Porous materials play a significant role in a wide variety of industrial applications including processing, e.g. filtering, packaging, containing, and transporting manufactured goods and raw materials. The industrial settings in which they are used include the pharmaceutical and biotechnology industries; the oil and gas industries and the food processing and packaging industries, to name but a few.
In several of these industries such as the pharmaceutical and biotechnology industries and the food processing industry porous materials, e.g. membranes, may be used as filtration devices to eliminate undesirable and potentially harmful contaminants from marketable end products. Quality control and quality assurance requires that these filtration devices comply with desired performance criteria. Integrity testing provides a means for ensuring that a particular device meets its desired performance criteria. Typically, in the case of membranes, integrity testing ensures that the membrane is free of defects, e.g. breaches in the membrane exceeding a desired size limitation, which would impair the membrane function and thus allow the end product to become contaminated with harmful or undesirable material.
A variety of integrity tests suitable for ensuring the performance criteria of membranes, e.g., filtration devices, have been previously described. These include the particle challenge test, the liquid-liquid porometry test, bubble point test, the air-water diffusion test and diffusion tests measuring tracer components (see, e.g., U.S. Pat. Nos. 6,983,505; 6,568,282; 5,457,986; 5,282,380; 5,581,017; Phillips and DiLeo, 1996, Biologicals 24:243; Knight and Badenhop, 1990, 8th Annual Membrane Planning Conference, Newton, Mass.; Badenhop; Meltzer and Jorritz, 1998, Filtration in the Biopharmaceutical Industry, Marcel Dekkar, Inc., New York, N.Y.). A number of devices suitable for testing the integrity of a membrane have also been described (see, e.g., U.S. Pat. Nos. 4,701,861; 6,907,770; 4,881,176).

Excerpted records →
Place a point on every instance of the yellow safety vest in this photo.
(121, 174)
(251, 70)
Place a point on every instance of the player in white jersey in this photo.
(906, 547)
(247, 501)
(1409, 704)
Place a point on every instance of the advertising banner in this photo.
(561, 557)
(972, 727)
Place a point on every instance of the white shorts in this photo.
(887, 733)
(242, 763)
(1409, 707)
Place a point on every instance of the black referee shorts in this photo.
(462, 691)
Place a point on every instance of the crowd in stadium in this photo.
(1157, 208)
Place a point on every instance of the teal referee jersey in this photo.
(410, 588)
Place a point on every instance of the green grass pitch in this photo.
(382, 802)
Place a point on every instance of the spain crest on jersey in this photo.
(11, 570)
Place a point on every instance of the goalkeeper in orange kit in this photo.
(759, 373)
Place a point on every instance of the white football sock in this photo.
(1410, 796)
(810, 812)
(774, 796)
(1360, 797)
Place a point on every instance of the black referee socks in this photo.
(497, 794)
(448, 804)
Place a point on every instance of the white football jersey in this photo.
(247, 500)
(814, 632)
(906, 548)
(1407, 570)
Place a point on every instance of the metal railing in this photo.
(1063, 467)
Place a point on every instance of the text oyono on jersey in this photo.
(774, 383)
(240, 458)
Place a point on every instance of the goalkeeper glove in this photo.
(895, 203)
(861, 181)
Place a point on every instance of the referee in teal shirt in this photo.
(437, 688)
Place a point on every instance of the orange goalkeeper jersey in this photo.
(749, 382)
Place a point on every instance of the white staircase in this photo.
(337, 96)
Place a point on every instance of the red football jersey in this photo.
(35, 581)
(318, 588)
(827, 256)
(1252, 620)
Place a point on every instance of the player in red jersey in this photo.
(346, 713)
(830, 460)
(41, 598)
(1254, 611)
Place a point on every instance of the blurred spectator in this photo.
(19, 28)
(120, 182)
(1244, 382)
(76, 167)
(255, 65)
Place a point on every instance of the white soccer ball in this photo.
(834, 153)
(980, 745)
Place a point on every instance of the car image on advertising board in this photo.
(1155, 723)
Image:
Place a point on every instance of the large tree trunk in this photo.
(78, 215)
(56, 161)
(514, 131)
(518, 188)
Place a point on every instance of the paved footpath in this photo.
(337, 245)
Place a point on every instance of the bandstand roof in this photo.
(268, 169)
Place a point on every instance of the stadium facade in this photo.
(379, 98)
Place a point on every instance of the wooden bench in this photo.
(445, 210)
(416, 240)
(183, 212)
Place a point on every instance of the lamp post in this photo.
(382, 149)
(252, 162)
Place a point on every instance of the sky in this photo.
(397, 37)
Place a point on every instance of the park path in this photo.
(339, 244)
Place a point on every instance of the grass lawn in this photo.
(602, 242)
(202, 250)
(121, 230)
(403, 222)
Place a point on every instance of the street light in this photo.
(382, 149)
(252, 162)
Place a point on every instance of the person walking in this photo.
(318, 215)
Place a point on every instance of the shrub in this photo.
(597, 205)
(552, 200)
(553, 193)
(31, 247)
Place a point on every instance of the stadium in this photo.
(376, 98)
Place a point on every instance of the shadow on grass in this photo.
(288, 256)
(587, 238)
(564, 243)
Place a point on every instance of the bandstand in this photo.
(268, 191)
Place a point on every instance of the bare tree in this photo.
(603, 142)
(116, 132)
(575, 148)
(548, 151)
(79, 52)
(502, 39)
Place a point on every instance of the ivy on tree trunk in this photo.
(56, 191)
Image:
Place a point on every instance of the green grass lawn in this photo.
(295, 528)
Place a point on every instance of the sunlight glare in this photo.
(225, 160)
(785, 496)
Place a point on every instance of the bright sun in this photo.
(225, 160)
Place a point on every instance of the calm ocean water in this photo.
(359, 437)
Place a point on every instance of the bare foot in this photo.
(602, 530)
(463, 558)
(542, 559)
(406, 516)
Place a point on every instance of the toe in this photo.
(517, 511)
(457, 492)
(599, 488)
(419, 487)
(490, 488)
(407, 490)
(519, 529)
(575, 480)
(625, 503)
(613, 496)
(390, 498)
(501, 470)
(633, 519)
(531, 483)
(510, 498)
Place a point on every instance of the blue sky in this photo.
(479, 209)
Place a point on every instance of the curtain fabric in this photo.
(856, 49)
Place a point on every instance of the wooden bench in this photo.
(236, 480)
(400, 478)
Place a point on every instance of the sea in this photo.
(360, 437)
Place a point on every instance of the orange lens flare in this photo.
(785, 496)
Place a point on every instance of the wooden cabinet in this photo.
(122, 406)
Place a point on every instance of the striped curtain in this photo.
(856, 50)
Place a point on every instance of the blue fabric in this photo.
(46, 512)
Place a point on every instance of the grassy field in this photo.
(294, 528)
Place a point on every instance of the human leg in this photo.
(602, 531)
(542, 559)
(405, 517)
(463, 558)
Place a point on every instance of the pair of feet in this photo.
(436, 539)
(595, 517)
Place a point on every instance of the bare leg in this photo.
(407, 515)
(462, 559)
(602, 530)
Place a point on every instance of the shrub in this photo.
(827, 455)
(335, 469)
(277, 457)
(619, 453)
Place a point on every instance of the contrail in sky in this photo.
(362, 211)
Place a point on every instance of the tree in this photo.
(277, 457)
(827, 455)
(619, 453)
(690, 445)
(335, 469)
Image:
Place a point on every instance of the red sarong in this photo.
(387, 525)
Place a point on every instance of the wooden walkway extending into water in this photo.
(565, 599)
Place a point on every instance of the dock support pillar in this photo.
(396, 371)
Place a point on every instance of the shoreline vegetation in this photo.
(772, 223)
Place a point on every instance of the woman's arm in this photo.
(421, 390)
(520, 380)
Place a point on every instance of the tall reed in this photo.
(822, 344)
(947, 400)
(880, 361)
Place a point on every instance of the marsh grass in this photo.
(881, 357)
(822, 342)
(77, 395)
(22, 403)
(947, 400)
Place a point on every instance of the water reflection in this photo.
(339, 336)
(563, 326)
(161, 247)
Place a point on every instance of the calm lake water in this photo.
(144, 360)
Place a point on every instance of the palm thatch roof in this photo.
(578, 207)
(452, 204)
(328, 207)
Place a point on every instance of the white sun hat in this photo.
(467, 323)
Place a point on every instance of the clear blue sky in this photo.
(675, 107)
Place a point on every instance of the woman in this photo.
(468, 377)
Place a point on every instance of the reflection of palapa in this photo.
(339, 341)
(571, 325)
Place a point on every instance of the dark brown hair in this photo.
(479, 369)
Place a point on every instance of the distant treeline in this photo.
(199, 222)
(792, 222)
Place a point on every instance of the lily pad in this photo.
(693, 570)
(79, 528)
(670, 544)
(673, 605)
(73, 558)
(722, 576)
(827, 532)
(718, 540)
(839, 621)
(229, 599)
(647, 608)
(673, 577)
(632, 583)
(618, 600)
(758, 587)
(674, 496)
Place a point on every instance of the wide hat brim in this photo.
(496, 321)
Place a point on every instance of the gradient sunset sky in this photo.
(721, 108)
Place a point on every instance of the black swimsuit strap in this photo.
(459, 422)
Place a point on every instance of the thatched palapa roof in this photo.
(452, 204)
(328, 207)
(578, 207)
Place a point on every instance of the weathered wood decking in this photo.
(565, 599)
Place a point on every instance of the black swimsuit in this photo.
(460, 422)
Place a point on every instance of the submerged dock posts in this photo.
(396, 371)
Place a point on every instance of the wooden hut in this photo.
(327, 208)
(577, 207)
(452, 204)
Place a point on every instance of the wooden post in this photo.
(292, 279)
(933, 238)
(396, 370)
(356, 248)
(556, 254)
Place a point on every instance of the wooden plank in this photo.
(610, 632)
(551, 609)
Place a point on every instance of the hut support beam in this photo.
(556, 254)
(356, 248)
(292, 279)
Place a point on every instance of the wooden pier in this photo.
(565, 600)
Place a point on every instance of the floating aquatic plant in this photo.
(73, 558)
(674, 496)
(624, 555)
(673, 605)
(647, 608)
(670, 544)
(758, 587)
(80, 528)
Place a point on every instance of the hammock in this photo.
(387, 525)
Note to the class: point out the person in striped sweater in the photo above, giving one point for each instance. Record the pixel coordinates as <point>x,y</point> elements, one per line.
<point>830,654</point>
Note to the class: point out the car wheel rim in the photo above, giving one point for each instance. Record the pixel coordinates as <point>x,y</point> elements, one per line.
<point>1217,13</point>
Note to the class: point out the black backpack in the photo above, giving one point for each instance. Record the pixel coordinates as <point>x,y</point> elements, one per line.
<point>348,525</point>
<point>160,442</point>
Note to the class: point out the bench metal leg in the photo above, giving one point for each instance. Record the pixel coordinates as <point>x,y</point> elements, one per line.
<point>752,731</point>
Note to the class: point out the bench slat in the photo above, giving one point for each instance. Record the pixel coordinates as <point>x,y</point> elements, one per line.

Task set →
**A)** For each statement, say yes or no to whether it agrees with the text on membrane integrity testing, and quote the words from that text that decide it. (i) The bubble point test is among the integrity tests that have been described before. (ii) Porous materials are used industrially only in the pharmaceutical industry. (iii) For membranes, integrity testing ensures the membrane is free of defects.
**B)** Please write the next paragraph of the text on membrane integrity testing, carrying it on from its final sentence.

Answers by item →
**A)**
(i) Yes: "These include the particle challenge test, the liquid-liquid porometry test, bubble point test, the air-water diffusion test and diffusion tests measuring tracer components"
(ii) No: "the oil and gas industries and the food processing and packaging industries, to name but a few"
(iii) Yes: "integrity testing ensures that the membrane is free of defects"

**B)**
The previously described integrity tests have significant shortcomings. The particle challenge test, for example, is destructive and thus can only be performed once on a given specimen. Although it can be used for post-use integrity testing, it is not suitable for pre-use validation, except for validating the performance of a production lot. Lot validation, however, provides little assurance regarding the integrity of individual membranes within a production lot. Moreover, the test procedures and analysis can be difficult and complex. Flow based tests such as the liquid-liquid porometry test and the bubble point test do not provide a direct universal measurement of membrane retentive performance, but instead assess performance based on a correlation between integrity testing data, e.g. gas or liquid diffusion, and membrane retentive performance. Some flow based tests are also limited in their sensitivity, e.g. size detection limit of membrane defects. Additionally flow based tests are limited to single layer membrane devices, thus defects which are present in only one layer of a multi-layered device will not be detectable using these tests.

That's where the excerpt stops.